In the consistency notes below, swap "frameworks" for "approaches" and reproduce everything from "Consistency Definition and" down to "methods by Raj et al.".

Source extract:
■ ■ ■ ■ ■
Consistency Definition and Evaluation

  • Theoretical foundation: Based on semantic equivalence definitions by Patwardhan et al.
  • Evaluation methods: Draws from semantic consistency measurement frameworks by Raj et al.
  • Automated evaluation: References consistency evaluation tools by Zhao et al.

LLM Consistency Improvement

  • Prompt engineering: Self-consistency methods by Wang et al.
  • Synthetic data: Multi-step prompting and synthetic data methods by Raj et al.
  • Ensemble methods: Logit-based ensemble methods by Wu et al.

Model Merging Techniques

  • Foundational methods: DARE-TIES merging algorithm
  • Weight averaging: Limitations of traditional model merging techniques
  • Parameter space operations: Operations on parameter differences rather than absolute weights

Conclusions and Discussion

Main Conclusions

  1. Problem characterization: Successfully identifies and quantifies consistency issues in industrial RAG systems
  2. Method effectiveness: The proposed layer-wise merging method significantly improves output consistency (47.5% improvement)
■ ■ ■ ■ ■
Input data:
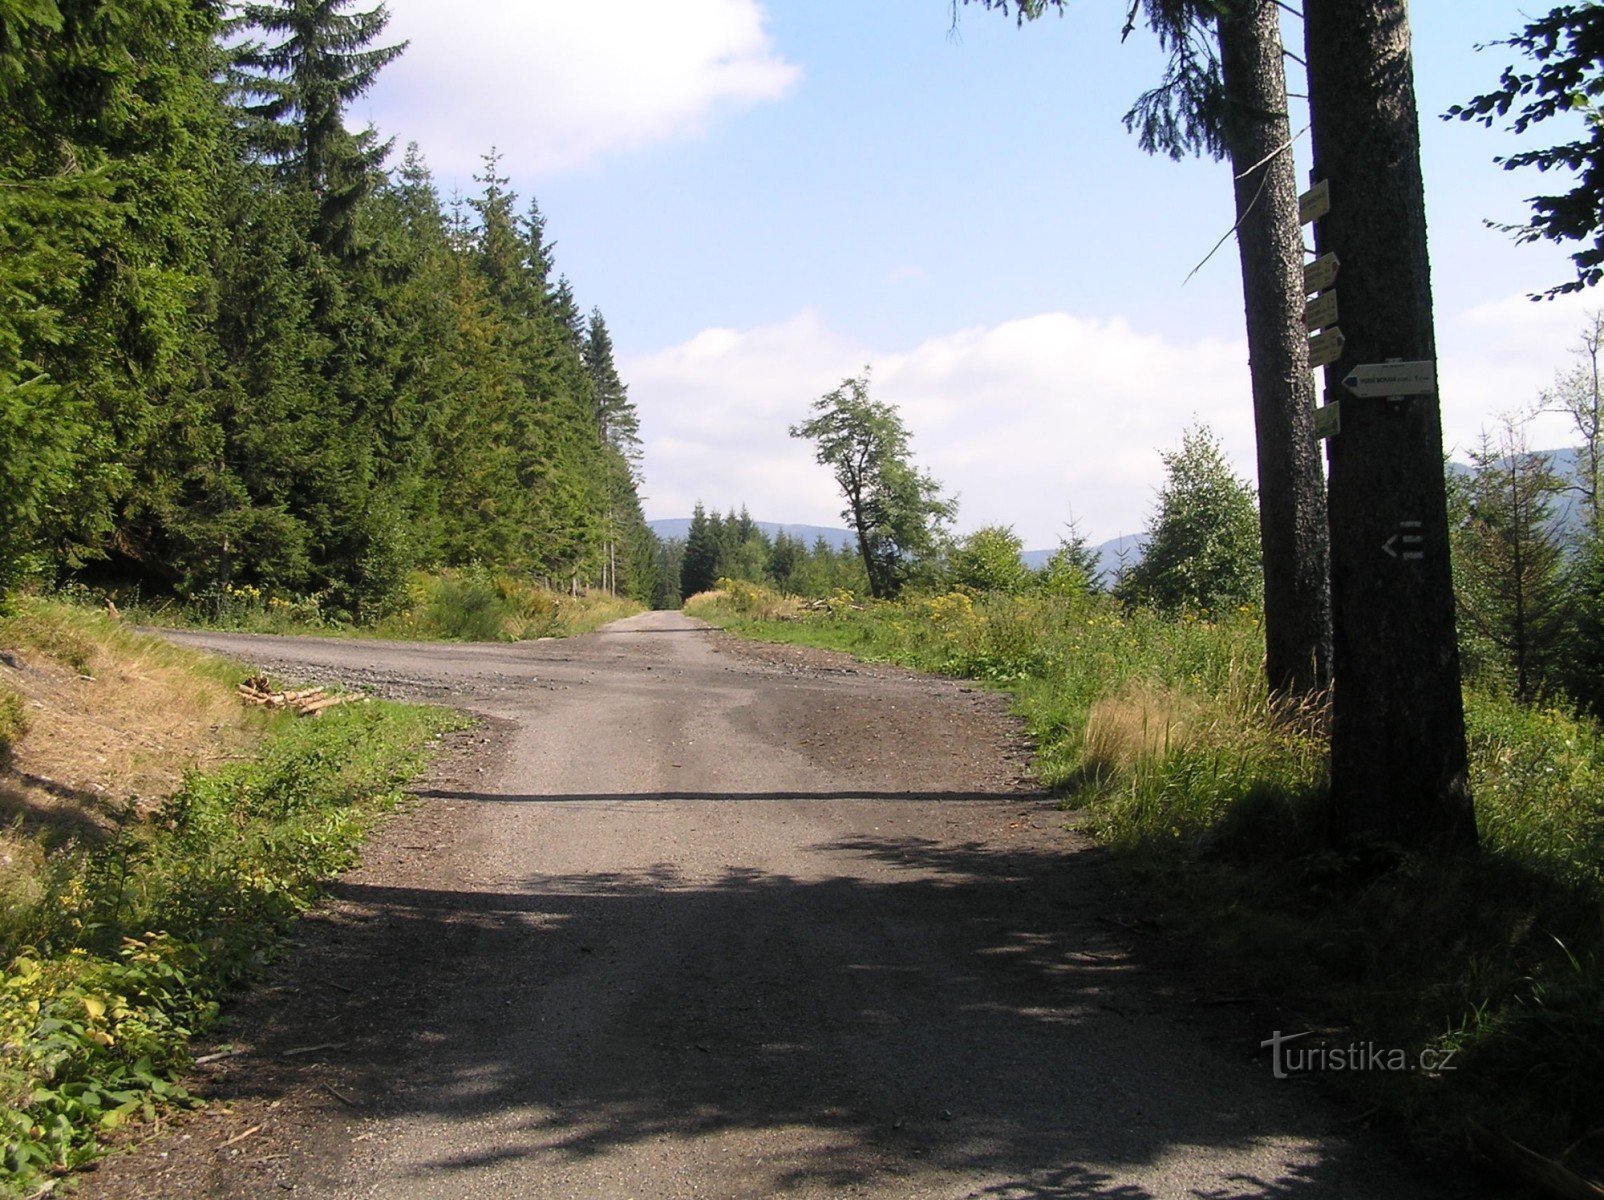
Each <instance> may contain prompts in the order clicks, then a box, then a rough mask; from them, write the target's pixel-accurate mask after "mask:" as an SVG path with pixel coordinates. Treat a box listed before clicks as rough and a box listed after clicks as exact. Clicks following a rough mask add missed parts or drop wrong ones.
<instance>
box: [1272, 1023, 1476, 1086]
■ ■ ■ ■ ■
Answer area:
Consistency Definition and Evaluation

  • Theoretical foundation: Based on semantic equivalence definitions by Patwardhan et al.
  • Evaluation methods: Draws from semantic consistency measurement approaches by Raj et al.
  • Automated evaluation: References consistency evaluation tools by Zhao et al.

LLM Consistency Improvement

  • Prompt engineering: Self-consistency methods by Wang et al.
  • Synthetic data: Multi-step prompting and synthetic data methods by Raj et al.